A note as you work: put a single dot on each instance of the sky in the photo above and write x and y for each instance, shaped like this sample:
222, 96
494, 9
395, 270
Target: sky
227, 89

▶ [Directions] Set down the listing in full, keeping every word exactly as it is.

▶ [Your solution]
A note as you work: put a single dot on each instance of the sky in the photo above and write x and y for each instance, shaped like this sample:
222, 96
494, 9
395, 270
Target: sky
227, 89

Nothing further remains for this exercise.